(Tasks to carry out)
1. Say whether each statement agrees with the text on bank pay. Answer yes or no, and quote the exact words of the text that decide it. (a) The CEOs at the 20 banks that got the most government aid averaged $13.8-million each in total payouts in 2008. (b) U.S. leaders have pushed harder than European leaders for tougher rules on risk and pay. (c) The top five U.S. banks earned more than $23-billion in profit in the first half of this year.
2. Carry the text on bank pay forward from its last sentence.

═══ Document excerpt ═══

The Obama administration, along with several other countries, has attempted to curtail excessive risk-taking by clamping down on the compensation policies that induce bankers to make ill-considered gambles. But the actions Congress has taken are both watered-down and difficult to enforce - particularly for companies such as Goldman, J.P. Morgan, Morgan Stanley and others that have paid back their loans and dispensed with government shackles.

Just take a look at last year. Even with the industry on the verge of imploding, and racking up billions of dollars in losses, nine of the largest banks still managed to dish out more than $1-million in compensation to each of 4,793 employees. And the CEOs at the 20 banks that received the most government aid received an average of $13.8-million apiece in total payouts in 2008, despite laying off 160,000 workers, according to a study this month by the Institute for Policy Studies.

European leaders have been much more vehement in pressing for tougher regulations on risk and pay, fearing that the rebound in markets could diminish the appetite for reform - and, by extension, court a repeat of history. Already, the top five U.S. banks have earned more than $23-billion in profit in the first half of this year.

"The abatement of financial tensions has led some financial institutions to imagine they can return to the same modes of action prevalent before the crisis," British Prime Minister Gordon Brown, French President Nicolas Sarkozy and German Chancellor Angela Merkel warned in a letter to their peers this month.

═══ Data provided ═══

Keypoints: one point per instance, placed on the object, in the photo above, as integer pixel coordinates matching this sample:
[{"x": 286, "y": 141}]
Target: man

═══

(Task-by-task answers)
1.
(a) Yes: "the CEOs at the 20 banks that received the most government aid received an average of $13.8-million apiece in total payouts in 2008"
(b) No: "European leaders have been much more vehement in pressing for tougher regulations on risk and pay"
(c) Yes: "the top five U.S. banks have earned more than $23-billion in profit in the first half of this year"

2.
Despite commitments among Group of 20 members to strengthen capital standards and deal with compensation, reform efforts in the United States have been fitful. Attempts to improve regulation, including measures that would create a consumer-protection agency and allow the Fed to oversee banks, have stalled in Congress amid partisan bickering and disagreements over who should shoulder the blame for the crisis. Most alarmingly, the issue itself has been all but elbowed off the stage in recent weeks amid public debate over the future of health care.

"There were commitments made last fall, and I don't think they've been honoured," says James Galbraith, a professor of government at the University of Texas and author of The Predator State: How Conservatives Abandoned the Free Market and Why Liberals Should Too . "I think there's every reason for people to be frustrated. What change have they got?"

Of particular frustration is the diverging fortunes of Wall Street and Main Street: The banking sector is beginning to heal even though unemployment continues to rage and the housing market remains in tatters.

That has left policy-makers in a tricky spot. They have tipped their hands that they are willing to rush in and save any player that might pose a grave risk to the wider system, yet there have been no efforts to remake the system so that it is not vulnerable to problems at a single bank. Washington also wants to see the banking industry regain health as soon as possible so that it can recoup hundreds of billions of dollars in loans and guarantees of toxic mortgage assets and so that banks can begin loosening access to credit for businesses and consumers.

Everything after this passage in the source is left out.